## start

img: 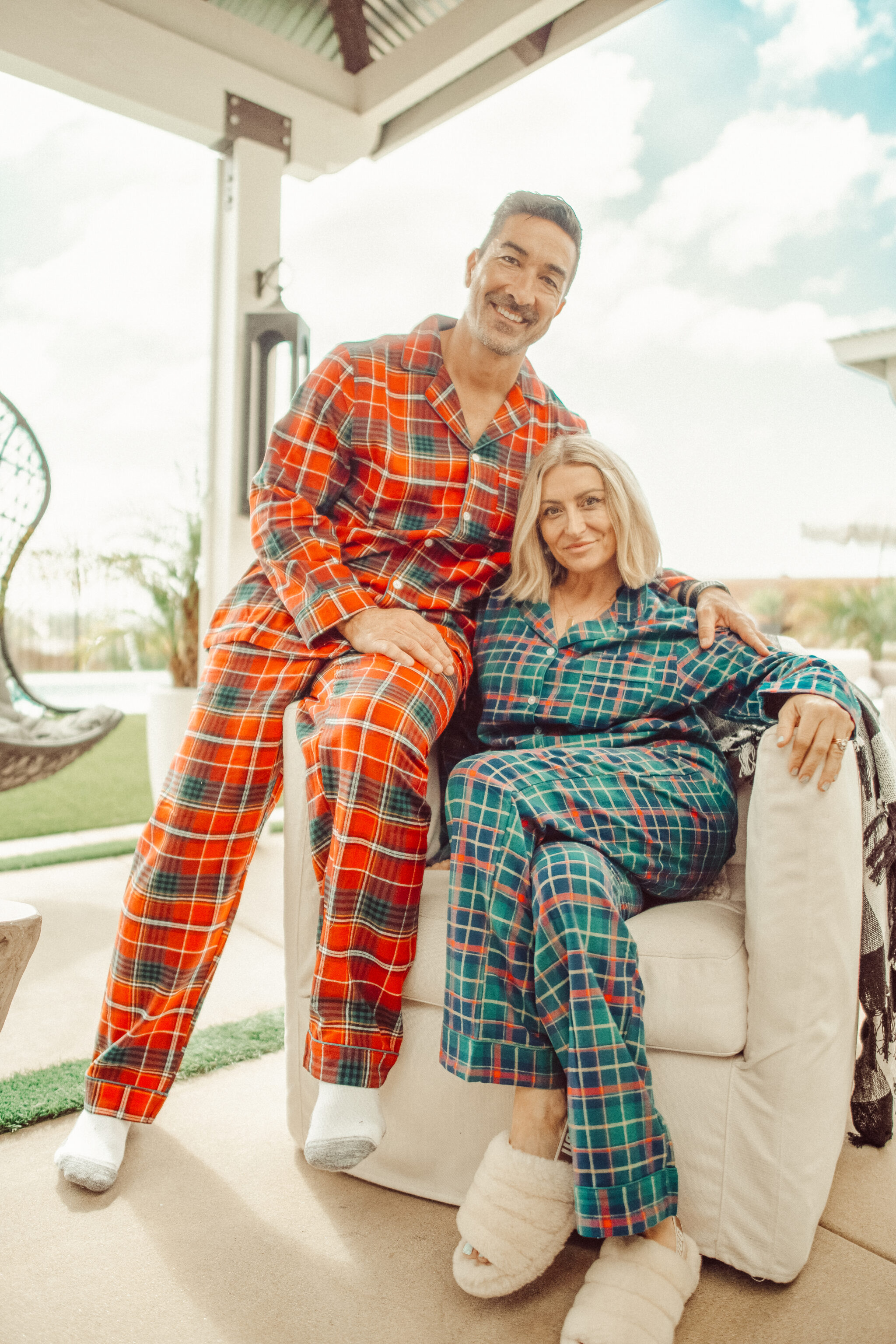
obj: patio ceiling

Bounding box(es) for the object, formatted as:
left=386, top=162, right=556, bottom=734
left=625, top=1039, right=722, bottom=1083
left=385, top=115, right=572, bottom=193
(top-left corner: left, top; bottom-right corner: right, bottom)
left=0, top=0, right=658, bottom=179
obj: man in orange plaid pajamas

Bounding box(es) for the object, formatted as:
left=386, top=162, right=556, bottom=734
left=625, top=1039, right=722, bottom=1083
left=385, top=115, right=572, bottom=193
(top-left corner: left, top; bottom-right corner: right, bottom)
left=56, top=192, right=755, bottom=1190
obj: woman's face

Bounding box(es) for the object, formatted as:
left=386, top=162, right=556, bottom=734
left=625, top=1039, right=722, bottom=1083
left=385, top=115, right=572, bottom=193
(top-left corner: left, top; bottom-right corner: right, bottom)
left=539, top=465, right=616, bottom=574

## end

### WRITTEN PROBLEM
Quote everything from the start of the entries down to the line containing "left=56, top=192, right=755, bottom=1190", including that line. Leave the pictures out of your answer.

### TASK OUTPUT
img: 
obj: patio ceiling

Bounding box(es) for the object, formatted as:
left=386, top=162, right=556, bottom=734
left=625, top=1039, right=722, bottom=1083
left=385, top=115, right=572, bottom=193
(top-left corner: left, top; bottom-right corner: right, bottom)
left=0, top=0, right=658, bottom=179
obj: man in orange plaid pajamas

Bounding box(es) for the object, formatted as:
left=386, top=162, right=556, bottom=734
left=625, top=1039, right=722, bottom=1083
left=385, top=115, right=572, bottom=193
(top-left corner: left, top; bottom-right corner: right, bottom)
left=56, top=192, right=755, bottom=1190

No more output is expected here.